▶ _To be done_
Report every line of the listing below that contains the string "ocean".

▶ _Records for the task_
——————

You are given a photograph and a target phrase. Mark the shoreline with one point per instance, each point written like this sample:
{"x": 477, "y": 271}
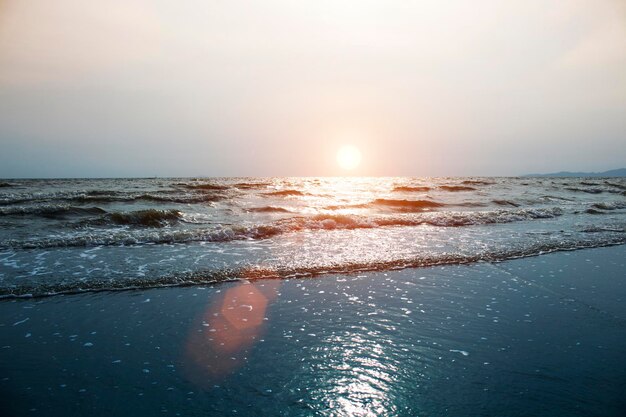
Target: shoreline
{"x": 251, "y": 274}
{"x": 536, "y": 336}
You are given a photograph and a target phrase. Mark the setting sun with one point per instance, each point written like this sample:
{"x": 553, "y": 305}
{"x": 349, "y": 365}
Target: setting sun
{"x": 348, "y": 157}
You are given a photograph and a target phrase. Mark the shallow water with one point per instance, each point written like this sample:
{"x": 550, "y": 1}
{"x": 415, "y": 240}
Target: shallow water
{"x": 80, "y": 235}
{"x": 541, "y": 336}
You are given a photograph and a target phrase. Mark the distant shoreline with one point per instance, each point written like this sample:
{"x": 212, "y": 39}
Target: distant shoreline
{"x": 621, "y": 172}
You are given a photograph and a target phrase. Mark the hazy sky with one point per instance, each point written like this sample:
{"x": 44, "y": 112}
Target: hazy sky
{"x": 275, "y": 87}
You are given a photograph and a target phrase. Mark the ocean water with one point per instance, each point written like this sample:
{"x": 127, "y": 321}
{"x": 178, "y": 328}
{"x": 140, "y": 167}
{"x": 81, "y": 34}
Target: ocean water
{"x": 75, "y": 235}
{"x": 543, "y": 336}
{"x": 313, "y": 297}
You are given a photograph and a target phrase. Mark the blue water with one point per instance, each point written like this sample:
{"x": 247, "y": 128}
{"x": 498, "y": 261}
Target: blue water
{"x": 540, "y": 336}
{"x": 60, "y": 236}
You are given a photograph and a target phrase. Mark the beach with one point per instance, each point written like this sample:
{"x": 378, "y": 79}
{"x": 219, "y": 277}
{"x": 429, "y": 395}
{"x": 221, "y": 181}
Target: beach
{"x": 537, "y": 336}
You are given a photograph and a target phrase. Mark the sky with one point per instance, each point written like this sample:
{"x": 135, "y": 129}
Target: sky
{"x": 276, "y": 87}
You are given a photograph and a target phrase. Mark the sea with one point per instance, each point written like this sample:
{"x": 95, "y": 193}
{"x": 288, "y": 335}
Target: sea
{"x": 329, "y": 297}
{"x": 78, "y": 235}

——————

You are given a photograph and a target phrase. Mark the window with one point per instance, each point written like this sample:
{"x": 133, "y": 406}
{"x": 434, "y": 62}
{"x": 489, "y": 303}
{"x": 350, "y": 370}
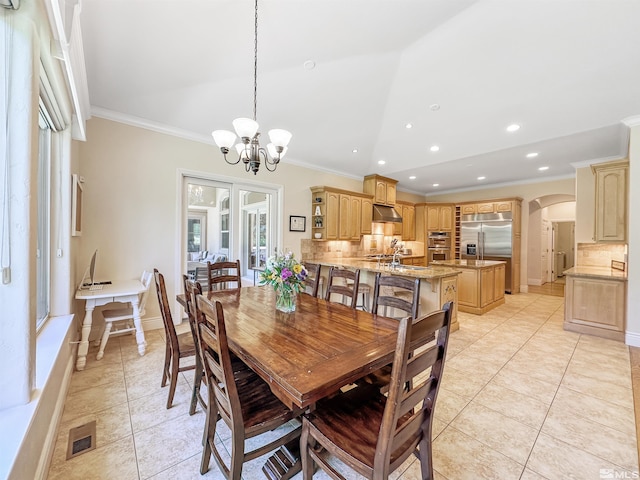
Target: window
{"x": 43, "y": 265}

——————

▶ _Output for this exercise_
You are given a photograph and a target phrase. Mark the ocean water with one point per instance, each point written like this sample:
Target: ocean water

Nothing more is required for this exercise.